** begin DATA SHOWN **

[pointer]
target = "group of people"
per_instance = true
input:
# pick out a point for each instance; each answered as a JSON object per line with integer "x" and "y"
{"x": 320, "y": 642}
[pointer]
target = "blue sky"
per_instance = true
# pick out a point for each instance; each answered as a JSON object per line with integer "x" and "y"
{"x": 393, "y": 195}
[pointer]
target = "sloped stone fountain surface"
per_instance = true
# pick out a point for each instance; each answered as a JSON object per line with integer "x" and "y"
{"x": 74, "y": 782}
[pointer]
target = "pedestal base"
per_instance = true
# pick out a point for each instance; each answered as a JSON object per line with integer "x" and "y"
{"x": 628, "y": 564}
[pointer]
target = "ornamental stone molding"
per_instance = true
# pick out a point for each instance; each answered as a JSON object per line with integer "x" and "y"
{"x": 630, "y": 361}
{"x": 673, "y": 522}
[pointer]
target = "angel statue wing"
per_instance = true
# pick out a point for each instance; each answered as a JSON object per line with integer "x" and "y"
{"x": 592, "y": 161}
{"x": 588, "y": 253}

** end DATA SHOWN **

**EXERCISE:**
Transcribe all lines as written.

**RESULT FOR THIS TASK:**
[pointer]
target = "group of people"
per_instance = true
input:
# pick out a point for each instance; each answered as a JSON object per line with integer "x" and "y"
{"x": 320, "y": 642}
[pointer]
target = "blue sky"
per_instance = true
# pick out a point for each instance; each answered as a JSON object per line with integer "x" and "y"
{"x": 393, "y": 195}
[pointer]
target = "sloped stone fountain surface"
per_instance = true
# pick out a point for each instance; each answered as a JSON object per line with integer "x" and "y"
{"x": 74, "y": 782}
[pointer]
target = "pedestal base"
per_instance = true
# pick out a point for each instance; each answered as a JSON object per line with integer "x" and "y"
{"x": 628, "y": 564}
[pointer]
target = "ornamental stone molding"
per_instance = true
# pick out a point for each instance; each answered as a JSON object per line with integer "x" and "y"
{"x": 630, "y": 361}
{"x": 673, "y": 522}
[pointer]
target = "angel statue wing"
per_instance = true
# pick out a point for each instance; each answered as a JSON object per line with integer "x" and "y"
{"x": 592, "y": 161}
{"x": 588, "y": 253}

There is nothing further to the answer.